For each statement below, say yes or no to whether it agrees with the text on the 1994 miniseries, and quote the text's deciding words exactly: 1. NBC broadcast the miniseries in high-definition resolution. 2. Bob Hoskins played Churchill. 3. The Big Three discuss the future of Poland at Tehran.
==== TEXT
World War II: When Lions Roared (also known as Then There Were Giants) is a 1994 American war television miniseries, directed by Joseph Sargent, and starring Michael Caine, John Lithgow and Bob Hoskins as the three major Allied leaders, Stalin, Roosevelt and Churchill respectively.  
It was notable as the first video production to be produced in high-definition video for broadcast in the United States, using the Sony HDVS line of analog high-definition equipment, although it was broadcast by the NBC television network in standard NTSC resolution.

Plot 
The film portrays Roosevelt, Churchill, and Stalin as they maneuver their countries through several of the major events of World War II - such events include the Blitz, Operation Barbarossa, the bombing of Pearl Harbor, the North African Campaign, the Allied invasion of Italy, the Tehran Conference, and the Yalta Conference. The Big Three discuss Operation Overlord in Tehran, and the formation of the United Nations and the future of Poland at Yalta. The film concludes with the death of Roosevelt and the end of the war in Europe.
========
==== STORED RECORDS
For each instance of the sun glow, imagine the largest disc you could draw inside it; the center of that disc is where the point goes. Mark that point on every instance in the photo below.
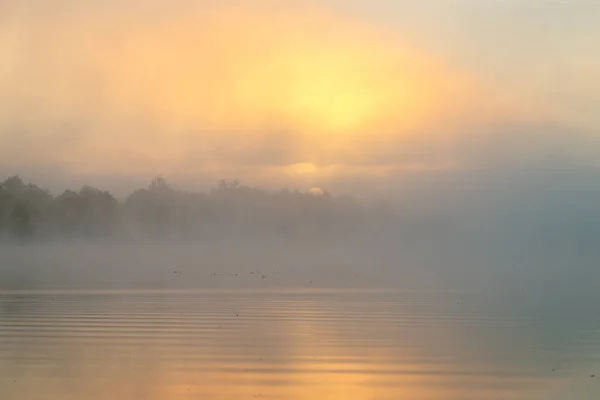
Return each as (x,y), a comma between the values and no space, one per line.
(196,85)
========
==== STORED RECORDS
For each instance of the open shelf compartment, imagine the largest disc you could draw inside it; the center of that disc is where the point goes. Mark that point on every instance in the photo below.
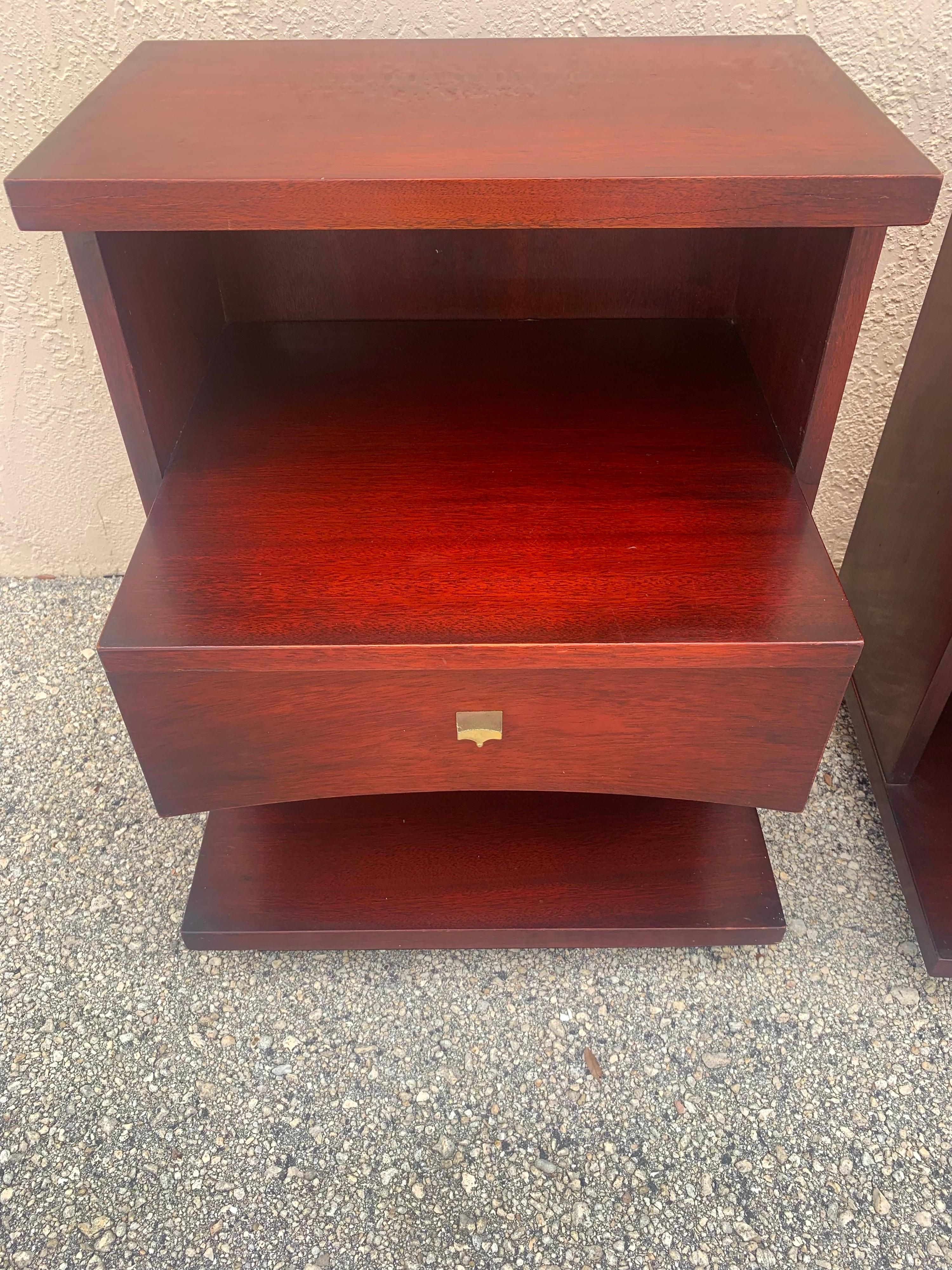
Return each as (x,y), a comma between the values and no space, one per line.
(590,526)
========
==== STORED RECORDS
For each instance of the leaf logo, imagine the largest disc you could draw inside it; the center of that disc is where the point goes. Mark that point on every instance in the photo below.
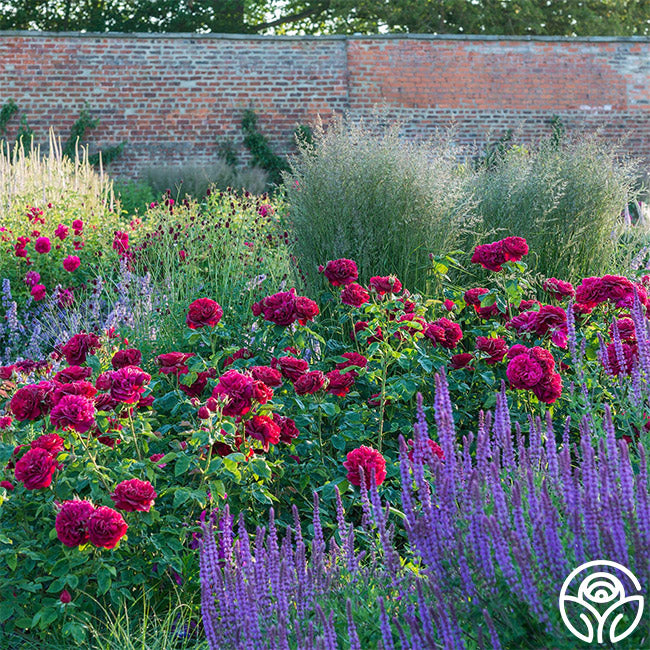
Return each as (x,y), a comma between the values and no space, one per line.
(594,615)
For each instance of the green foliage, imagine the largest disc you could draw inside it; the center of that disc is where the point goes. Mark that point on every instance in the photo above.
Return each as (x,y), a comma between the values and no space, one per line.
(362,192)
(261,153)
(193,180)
========
* [ANSWER TO THE TASK]:
1. No: "although it was broadcast by the NBC television network in standard NTSC resolution"
2. Yes: "Michael Caine, John Lithgow and Bob Hoskins as the three major Allied leaders, Stalin, Roosevelt and Churchill respectively"
3. No: "the formation of the United Nations and the future of Poland at Yalta"